● **How to complete this task**: Reproduce exactly the line containing "the metal fence" and every line after it, through the last line of the records below; add nothing.

(The data Opens)

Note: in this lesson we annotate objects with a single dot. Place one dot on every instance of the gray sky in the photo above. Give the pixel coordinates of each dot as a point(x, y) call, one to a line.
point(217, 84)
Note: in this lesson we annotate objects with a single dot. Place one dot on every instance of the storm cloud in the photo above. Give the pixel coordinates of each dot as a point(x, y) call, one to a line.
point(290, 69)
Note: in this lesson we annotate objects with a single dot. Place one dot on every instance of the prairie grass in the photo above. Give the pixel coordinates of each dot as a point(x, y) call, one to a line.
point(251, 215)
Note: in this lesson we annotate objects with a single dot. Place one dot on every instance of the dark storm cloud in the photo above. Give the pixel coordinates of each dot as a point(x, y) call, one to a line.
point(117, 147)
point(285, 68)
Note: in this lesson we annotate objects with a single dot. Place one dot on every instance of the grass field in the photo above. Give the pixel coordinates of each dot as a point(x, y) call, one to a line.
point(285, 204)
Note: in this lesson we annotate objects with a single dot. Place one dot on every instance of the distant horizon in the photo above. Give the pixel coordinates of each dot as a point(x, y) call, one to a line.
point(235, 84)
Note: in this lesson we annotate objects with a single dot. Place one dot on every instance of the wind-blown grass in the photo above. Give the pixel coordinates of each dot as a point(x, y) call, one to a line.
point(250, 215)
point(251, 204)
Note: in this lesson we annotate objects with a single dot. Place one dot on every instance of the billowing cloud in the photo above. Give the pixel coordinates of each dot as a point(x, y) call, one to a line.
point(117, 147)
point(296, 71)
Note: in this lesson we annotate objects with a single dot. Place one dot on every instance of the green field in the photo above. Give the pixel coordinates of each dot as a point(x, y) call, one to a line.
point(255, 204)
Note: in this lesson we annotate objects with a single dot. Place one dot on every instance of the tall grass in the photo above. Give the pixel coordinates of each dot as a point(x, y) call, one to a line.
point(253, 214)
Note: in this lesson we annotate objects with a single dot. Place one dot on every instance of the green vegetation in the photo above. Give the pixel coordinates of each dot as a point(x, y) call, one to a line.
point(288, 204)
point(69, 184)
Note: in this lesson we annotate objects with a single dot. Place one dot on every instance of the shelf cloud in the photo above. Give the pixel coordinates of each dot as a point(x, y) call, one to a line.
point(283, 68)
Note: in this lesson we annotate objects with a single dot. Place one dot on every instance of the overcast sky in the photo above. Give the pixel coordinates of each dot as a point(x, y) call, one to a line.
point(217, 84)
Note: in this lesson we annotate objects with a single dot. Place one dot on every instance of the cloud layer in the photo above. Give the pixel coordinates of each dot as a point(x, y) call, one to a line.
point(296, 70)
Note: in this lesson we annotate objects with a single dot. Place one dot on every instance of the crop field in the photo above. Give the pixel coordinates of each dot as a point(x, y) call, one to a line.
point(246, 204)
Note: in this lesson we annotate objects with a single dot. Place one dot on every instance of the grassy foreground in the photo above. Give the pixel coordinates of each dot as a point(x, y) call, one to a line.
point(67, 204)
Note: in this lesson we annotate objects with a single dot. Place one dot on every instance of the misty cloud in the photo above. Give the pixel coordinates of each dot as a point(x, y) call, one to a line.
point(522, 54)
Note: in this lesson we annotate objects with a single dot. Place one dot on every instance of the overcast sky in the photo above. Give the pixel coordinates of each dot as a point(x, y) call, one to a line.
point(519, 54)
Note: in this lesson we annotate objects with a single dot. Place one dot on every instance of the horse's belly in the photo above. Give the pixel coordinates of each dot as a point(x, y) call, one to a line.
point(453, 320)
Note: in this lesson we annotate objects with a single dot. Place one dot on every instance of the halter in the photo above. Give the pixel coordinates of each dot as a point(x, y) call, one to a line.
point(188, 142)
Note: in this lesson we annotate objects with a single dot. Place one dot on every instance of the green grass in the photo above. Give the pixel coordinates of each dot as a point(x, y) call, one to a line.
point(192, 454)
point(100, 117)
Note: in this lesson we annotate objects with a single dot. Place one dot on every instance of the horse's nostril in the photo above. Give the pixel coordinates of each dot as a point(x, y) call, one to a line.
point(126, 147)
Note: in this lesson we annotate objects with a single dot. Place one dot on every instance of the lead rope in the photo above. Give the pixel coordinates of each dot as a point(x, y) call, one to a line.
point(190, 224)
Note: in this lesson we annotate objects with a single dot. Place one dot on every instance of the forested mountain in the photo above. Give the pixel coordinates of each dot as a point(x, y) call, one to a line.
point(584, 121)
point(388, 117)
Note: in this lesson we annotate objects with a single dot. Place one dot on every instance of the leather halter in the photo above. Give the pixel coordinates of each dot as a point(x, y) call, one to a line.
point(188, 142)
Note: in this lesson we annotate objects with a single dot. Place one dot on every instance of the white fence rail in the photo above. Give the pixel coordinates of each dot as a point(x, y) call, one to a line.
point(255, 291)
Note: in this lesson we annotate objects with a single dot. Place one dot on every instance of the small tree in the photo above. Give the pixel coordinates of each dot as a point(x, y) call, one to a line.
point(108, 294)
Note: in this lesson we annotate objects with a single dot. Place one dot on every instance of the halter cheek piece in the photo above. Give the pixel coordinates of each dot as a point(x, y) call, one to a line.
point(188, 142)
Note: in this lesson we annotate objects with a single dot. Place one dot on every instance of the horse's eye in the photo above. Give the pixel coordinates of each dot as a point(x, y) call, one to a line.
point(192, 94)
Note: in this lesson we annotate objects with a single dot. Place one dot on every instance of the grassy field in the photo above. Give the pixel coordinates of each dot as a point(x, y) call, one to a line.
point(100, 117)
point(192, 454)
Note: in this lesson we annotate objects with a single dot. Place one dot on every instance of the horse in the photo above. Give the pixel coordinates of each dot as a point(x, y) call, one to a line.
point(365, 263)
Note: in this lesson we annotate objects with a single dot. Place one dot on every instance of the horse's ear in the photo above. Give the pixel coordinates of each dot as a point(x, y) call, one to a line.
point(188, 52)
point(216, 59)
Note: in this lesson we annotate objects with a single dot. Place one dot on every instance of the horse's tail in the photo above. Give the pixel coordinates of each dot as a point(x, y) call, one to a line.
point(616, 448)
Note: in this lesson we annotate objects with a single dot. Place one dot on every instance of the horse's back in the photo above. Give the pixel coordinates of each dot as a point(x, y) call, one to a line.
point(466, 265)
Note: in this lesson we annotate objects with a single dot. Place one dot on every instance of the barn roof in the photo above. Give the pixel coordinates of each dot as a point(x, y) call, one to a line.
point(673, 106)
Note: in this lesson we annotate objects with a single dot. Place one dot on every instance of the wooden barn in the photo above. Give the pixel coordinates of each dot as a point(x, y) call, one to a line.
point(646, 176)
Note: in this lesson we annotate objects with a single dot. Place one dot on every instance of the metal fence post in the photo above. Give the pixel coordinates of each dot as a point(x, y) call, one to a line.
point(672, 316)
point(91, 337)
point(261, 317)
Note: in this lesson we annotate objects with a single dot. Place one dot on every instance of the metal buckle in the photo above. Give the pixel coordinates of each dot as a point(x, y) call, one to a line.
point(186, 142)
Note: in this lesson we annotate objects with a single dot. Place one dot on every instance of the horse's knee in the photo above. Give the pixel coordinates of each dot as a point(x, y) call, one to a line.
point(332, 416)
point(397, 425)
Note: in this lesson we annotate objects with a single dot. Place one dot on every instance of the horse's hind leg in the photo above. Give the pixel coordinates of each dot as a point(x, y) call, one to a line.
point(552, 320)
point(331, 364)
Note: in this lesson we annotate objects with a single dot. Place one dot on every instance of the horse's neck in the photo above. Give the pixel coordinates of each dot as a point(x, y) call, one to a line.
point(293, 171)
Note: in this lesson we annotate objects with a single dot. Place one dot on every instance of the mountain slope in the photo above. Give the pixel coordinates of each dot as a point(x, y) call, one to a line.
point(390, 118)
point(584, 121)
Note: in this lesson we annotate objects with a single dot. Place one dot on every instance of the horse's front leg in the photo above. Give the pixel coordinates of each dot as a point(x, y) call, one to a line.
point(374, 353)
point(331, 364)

(The data Closes)

● **Your solution**:
Note: in this lesson we annotate objects with a single dot. Place one dot on every instance of the metal fence post in the photo above. Give the pixel coordinates of each dot as a point(x, y) call, one to a line.
point(672, 316)
point(91, 337)
point(261, 317)
Note: in this lesson we annotate objects with a single dot. Place one dot on every instance of the metal buckle in the photo above. Give the pixel coordinates of each dot as a point(x, y) call, one to a line.
point(186, 142)
Note: in this lesson we annotate objects with a single dot. Place one dot on every instance of the horse's knee in the photo above. Give the pixel coordinates of each dot as a point(x, y) call, one to a line.
point(332, 416)
point(397, 425)
Note: in this lesson we annotate objects with a single dot. Place one dot on every instance of the horse's hind leg in the photo above. Give the pixel coordinates of each dot as a point(x, y) call, one to a line.
point(552, 320)
point(331, 364)
Note: in this lesson we annotate objects with a single dot. Place one dot on every instance of the horse's neck in the photo above. Give the pixel coordinates of each dot as a point(x, y) call, one to a line.
point(293, 171)
Note: in this lesson we annotate objects with a single dot. Place one dot on every instance of the mountain slope in the photo above. Give the pixel coordinates of each dot as a point(x, y) call, one to a line.
point(390, 118)
point(584, 121)
Note: in this lesson we annotate objects with a single dot. Place one dot on every instance of the horse's front leg in the photo above. Give the pixel coordinates of each dot as a point(x, y) call, one to a line.
point(374, 353)
point(331, 364)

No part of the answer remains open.